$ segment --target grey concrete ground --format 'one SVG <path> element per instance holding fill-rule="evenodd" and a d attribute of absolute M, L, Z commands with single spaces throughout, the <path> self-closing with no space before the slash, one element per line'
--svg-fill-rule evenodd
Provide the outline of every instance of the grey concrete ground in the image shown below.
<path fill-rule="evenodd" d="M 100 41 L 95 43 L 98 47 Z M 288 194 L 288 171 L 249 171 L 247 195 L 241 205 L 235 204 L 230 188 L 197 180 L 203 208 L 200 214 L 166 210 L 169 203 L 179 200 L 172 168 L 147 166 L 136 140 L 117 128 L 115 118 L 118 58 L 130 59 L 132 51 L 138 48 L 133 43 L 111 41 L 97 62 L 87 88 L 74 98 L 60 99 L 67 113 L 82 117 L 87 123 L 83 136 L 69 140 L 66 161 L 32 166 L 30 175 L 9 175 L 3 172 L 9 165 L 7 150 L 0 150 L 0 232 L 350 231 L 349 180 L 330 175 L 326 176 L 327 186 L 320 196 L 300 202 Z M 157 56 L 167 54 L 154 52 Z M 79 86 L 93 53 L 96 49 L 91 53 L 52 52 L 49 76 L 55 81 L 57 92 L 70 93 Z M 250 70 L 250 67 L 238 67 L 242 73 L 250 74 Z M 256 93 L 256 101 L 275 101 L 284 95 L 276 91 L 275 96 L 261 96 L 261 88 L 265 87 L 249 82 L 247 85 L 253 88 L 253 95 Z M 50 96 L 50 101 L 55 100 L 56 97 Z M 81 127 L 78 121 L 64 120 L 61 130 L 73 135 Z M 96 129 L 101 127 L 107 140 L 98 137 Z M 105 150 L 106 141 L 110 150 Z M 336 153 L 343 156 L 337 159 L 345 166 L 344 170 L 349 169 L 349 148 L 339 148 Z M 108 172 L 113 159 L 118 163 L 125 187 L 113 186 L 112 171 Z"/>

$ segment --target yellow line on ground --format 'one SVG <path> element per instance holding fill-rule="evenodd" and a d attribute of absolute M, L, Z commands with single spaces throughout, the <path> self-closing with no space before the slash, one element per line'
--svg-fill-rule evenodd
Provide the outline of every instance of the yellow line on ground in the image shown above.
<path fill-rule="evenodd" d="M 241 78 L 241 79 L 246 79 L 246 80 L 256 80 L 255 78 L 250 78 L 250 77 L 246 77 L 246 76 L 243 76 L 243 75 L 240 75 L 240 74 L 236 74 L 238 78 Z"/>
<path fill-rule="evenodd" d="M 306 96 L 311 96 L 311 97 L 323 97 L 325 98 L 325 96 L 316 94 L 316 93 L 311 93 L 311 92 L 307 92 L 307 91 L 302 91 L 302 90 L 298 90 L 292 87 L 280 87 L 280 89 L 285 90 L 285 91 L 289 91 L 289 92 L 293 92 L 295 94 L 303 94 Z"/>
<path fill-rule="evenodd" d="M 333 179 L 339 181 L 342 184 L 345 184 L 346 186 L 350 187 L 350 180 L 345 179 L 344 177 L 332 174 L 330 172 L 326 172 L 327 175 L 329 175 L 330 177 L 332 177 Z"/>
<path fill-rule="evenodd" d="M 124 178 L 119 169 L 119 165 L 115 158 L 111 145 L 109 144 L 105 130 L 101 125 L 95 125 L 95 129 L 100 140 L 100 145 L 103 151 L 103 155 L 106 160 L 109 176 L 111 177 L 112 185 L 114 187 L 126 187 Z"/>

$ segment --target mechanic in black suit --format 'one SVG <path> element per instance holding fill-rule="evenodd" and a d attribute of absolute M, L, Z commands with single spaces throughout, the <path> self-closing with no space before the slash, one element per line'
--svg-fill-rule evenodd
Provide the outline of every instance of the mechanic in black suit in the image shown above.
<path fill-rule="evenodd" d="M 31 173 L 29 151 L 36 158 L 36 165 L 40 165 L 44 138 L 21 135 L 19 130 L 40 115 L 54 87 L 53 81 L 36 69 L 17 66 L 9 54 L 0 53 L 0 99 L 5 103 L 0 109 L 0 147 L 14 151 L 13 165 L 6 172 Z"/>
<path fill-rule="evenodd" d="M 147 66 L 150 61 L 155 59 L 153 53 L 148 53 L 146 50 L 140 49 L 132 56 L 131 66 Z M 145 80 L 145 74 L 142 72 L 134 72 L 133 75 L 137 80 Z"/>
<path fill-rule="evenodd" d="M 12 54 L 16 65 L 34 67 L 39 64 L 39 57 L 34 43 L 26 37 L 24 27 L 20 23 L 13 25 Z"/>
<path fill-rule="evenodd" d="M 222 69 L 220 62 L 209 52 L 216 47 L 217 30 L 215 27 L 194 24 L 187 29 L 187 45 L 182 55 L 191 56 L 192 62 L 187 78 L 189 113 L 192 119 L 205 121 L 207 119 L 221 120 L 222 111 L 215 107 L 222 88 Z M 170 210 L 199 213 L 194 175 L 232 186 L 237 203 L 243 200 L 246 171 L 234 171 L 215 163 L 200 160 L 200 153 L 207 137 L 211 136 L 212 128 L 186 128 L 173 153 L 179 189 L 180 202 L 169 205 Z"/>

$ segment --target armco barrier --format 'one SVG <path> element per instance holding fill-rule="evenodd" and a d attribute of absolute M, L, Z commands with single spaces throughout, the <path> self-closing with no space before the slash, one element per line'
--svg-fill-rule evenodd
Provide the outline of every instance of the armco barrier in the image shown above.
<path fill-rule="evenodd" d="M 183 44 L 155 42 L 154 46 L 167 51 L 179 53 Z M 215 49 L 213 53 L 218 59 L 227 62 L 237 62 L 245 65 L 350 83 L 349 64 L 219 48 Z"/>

→ **Exercise requirements**
Write every line of the material out again exactly.

→ **Task output**
$ segment --target grey concrete ground --format 'one SVG <path> element per instance holding fill-rule="evenodd" and a d attribute of absolute M, L, Z commands with single spaces throughout, the <path> self-closing with no space before the slash, one element per line'
--svg-fill-rule evenodd
Provide the outline of every instance of the grey concrete ground in the image shown below.
<path fill-rule="evenodd" d="M 100 41 L 95 43 L 98 47 Z M 288 194 L 288 171 L 249 171 L 247 195 L 241 205 L 235 204 L 230 188 L 197 180 L 203 208 L 200 214 L 166 210 L 169 203 L 179 200 L 172 168 L 147 166 L 136 140 L 117 128 L 115 118 L 118 58 L 130 59 L 132 51 L 138 48 L 133 43 L 111 41 L 97 62 L 87 88 L 74 98 L 60 99 L 67 113 L 82 117 L 87 123 L 83 136 L 69 140 L 66 161 L 32 166 L 30 175 L 9 175 L 3 172 L 9 165 L 7 150 L 0 150 L 0 232 L 350 231 L 349 180 L 330 175 L 326 176 L 327 186 L 320 196 L 300 202 Z M 157 56 L 167 54 L 154 52 Z M 79 86 L 93 53 L 96 49 L 91 53 L 52 52 L 49 76 L 55 81 L 57 92 L 70 93 Z M 250 70 L 250 67 L 238 67 L 242 73 L 250 74 Z M 256 93 L 256 101 L 275 101 L 284 95 L 276 91 L 275 96 L 261 96 L 261 88 L 265 87 L 249 82 L 247 85 L 253 88 L 253 95 Z M 50 96 L 50 101 L 55 100 L 56 97 Z M 81 127 L 78 121 L 64 120 L 61 130 L 73 135 Z M 96 129 L 101 127 L 107 140 L 98 137 Z M 105 150 L 106 141 L 110 150 Z M 336 153 L 343 156 L 337 159 L 345 166 L 344 170 L 349 169 L 349 148 L 339 148 Z M 108 172 L 113 159 L 118 163 L 125 187 L 113 186 L 112 171 Z"/>

$ segment --target yellow line on ground --format 'one SVG <path> element per instance holding fill-rule="evenodd" and a d attribute of absolute M, L, Z commands with single spaces throughout, the <path> self-closing with no space before the slash, one element per line'
--svg-fill-rule evenodd
Provide the outline of every instance of the yellow line on ground in the image shown above.
<path fill-rule="evenodd" d="M 241 78 L 241 79 L 246 79 L 246 80 L 256 80 L 255 78 L 250 78 L 250 77 L 246 77 L 246 76 L 243 76 L 243 75 L 240 75 L 240 74 L 236 74 L 238 78 Z"/>
<path fill-rule="evenodd" d="M 306 96 L 311 96 L 311 97 L 323 97 L 325 98 L 325 96 L 316 94 L 316 93 L 311 93 L 311 92 L 307 92 L 307 91 L 302 91 L 302 90 L 298 90 L 292 87 L 280 87 L 280 89 L 285 90 L 285 91 L 289 91 L 289 92 L 293 92 L 295 94 L 303 94 Z"/>
<path fill-rule="evenodd" d="M 333 179 L 339 181 L 342 184 L 345 184 L 346 186 L 350 187 L 350 180 L 345 179 L 344 177 L 332 174 L 330 172 L 326 172 L 327 175 L 329 175 L 330 177 L 332 177 Z"/>
<path fill-rule="evenodd" d="M 124 178 L 119 169 L 119 165 L 115 158 L 111 145 L 109 144 L 105 130 L 101 125 L 95 125 L 95 129 L 100 140 L 100 145 L 103 151 L 103 155 L 106 160 L 109 176 L 111 177 L 112 185 L 114 187 L 126 187 Z"/>

$ segment --target mechanic in black suit --format 'one SVG <path> element per instance holding fill-rule="evenodd" and a d attribute of absolute M, L, Z commands with single spaces throughout, the <path> self-closing with no space before the slash, one element per line'
--svg-fill-rule evenodd
Provide the outline of every instance of the mechanic in black suit in the image shown above.
<path fill-rule="evenodd" d="M 31 173 L 29 151 L 36 158 L 36 165 L 40 165 L 44 138 L 21 135 L 19 130 L 40 115 L 54 87 L 53 81 L 36 69 L 17 66 L 9 54 L 0 53 L 0 99 L 5 103 L 0 109 L 0 147 L 14 151 L 13 165 L 6 172 Z"/>
<path fill-rule="evenodd" d="M 147 66 L 150 61 L 155 59 L 153 53 L 148 53 L 146 50 L 140 49 L 132 56 L 131 66 Z M 145 80 L 145 74 L 142 72 L 134 72 L 133 75 L 137 80 Z"/>
<path fill-rule="evenodd" d="M 12 54 L 16 65 L 34 67 L 39 64 L 39 57 L 34 43 L 26 37 L 24 27 L 20 23 L 13 25 Z"/>
<path fill-rule="evenodd" d="M 222 69 L 220 62 L 209 52 L 216 47 L 217 30 L 215 27 L 194 24 L 187 29 L 187 45 L 182 55 L 191 56 L 192 62 L 187 78 L 189 113 L 192 119 L 205 121 L 207 119 L 221 120 L 222 111 L 215 107 L 222 88 Z M 170 210 L 199 213 L 194 175 L 232 186 L 237 203 L 243 200 L 246 171 L 234 171 L 215 163 L 200 160 L 200 153 L 207 137 L 211 136 L 212 128 L 186 128 L 173 153 L 179 189 L 180 202 L 169 205 Z"/>

$ segment --target armco barrier --format 'one SVG <path> element per instance holding fill-rule="evenodd" and a d attribute of absolute M, L, Z commands with single spaces throughout, the <path> self-closing with no space before the slash, one element per line'
--svg-fill-rule evenodd
Provide the outline of every instance of the armco barrier in the image shown above.
<path fill-rule="evenodd" d="M 183 44 L 155 42 L 154 46 L 167 51 L 179 53 Z M 215 49 L 213 53 L 218 59 L 227 62 L 237 62 L 245 65 L 350 83 L 349 64 L 219 48 Z"/>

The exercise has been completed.